→ **What needs to be done**: Extract each line of the entries below that contains the string "stem", treating uppercase and lowercase letters as distinct.

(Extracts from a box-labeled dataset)
━━━━━━━━━━━━━━━━━━━━━━━━━━━━━━

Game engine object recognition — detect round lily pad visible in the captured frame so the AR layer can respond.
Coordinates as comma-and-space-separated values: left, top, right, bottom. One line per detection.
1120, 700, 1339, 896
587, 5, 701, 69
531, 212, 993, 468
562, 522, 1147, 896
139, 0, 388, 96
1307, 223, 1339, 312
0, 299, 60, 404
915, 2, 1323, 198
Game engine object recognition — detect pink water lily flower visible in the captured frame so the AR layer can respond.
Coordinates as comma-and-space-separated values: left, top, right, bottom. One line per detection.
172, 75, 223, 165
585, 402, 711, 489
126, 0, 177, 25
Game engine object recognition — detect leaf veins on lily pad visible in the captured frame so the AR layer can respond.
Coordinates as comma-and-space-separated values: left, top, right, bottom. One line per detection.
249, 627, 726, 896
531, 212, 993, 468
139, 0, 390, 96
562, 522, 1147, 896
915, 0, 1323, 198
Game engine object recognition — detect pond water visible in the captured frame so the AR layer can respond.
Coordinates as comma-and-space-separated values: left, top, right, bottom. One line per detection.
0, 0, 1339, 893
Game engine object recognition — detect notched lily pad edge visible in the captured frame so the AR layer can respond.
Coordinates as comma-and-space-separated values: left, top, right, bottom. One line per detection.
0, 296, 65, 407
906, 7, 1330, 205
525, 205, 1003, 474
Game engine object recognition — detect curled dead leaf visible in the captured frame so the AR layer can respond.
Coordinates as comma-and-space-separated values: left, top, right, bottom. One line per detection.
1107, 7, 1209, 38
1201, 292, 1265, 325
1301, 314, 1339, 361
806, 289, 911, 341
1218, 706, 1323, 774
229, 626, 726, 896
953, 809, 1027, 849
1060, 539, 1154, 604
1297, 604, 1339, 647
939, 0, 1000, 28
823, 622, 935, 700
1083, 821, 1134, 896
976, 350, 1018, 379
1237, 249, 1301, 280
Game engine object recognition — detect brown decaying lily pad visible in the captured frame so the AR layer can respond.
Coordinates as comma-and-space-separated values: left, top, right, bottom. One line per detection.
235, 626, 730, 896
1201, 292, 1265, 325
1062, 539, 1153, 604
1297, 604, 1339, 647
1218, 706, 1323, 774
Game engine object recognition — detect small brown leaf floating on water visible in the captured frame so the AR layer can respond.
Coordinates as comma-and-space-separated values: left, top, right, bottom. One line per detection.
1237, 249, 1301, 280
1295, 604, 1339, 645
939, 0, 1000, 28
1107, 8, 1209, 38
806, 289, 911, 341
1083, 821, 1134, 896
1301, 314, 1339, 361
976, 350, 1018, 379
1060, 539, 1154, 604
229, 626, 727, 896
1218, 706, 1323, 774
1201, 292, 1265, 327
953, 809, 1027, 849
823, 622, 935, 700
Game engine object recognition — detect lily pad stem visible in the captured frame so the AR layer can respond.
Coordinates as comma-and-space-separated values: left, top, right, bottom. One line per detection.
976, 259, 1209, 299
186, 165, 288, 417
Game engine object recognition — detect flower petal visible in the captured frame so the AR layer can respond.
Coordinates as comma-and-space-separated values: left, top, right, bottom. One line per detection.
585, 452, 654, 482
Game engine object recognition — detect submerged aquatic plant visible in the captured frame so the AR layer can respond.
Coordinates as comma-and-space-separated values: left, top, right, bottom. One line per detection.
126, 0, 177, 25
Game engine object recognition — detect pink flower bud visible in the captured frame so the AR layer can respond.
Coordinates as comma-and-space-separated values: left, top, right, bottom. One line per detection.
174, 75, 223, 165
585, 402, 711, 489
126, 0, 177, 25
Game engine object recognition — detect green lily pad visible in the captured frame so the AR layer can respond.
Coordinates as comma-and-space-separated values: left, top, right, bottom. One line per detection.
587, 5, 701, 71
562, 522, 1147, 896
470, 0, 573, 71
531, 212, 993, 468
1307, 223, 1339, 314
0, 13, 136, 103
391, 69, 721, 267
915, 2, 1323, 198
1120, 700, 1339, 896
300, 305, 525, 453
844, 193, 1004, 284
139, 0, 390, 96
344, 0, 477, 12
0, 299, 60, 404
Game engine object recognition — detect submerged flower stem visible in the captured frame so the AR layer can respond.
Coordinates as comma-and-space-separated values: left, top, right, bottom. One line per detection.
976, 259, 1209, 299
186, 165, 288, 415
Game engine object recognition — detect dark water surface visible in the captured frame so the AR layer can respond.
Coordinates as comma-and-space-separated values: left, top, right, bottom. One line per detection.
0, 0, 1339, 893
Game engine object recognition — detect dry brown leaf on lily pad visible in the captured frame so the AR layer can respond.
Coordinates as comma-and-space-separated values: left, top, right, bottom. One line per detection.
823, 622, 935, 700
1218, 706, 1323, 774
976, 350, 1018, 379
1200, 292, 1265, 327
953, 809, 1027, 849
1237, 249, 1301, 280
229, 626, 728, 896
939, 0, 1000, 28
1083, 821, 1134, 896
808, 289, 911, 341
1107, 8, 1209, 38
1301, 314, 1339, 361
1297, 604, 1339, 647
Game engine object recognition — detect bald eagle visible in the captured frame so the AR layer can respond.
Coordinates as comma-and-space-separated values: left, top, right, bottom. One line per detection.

━━━━━━━━━━━━━━━━━━━━━━━━━━━━━━

→ **Solution for this exercise**:
Game engine object recognition — detect lily pad stem visible in the captured frame so the AR layer can respond.
Game engine object recognition — detect submerged flower stem visible in the captured frame so the AR layer can respond.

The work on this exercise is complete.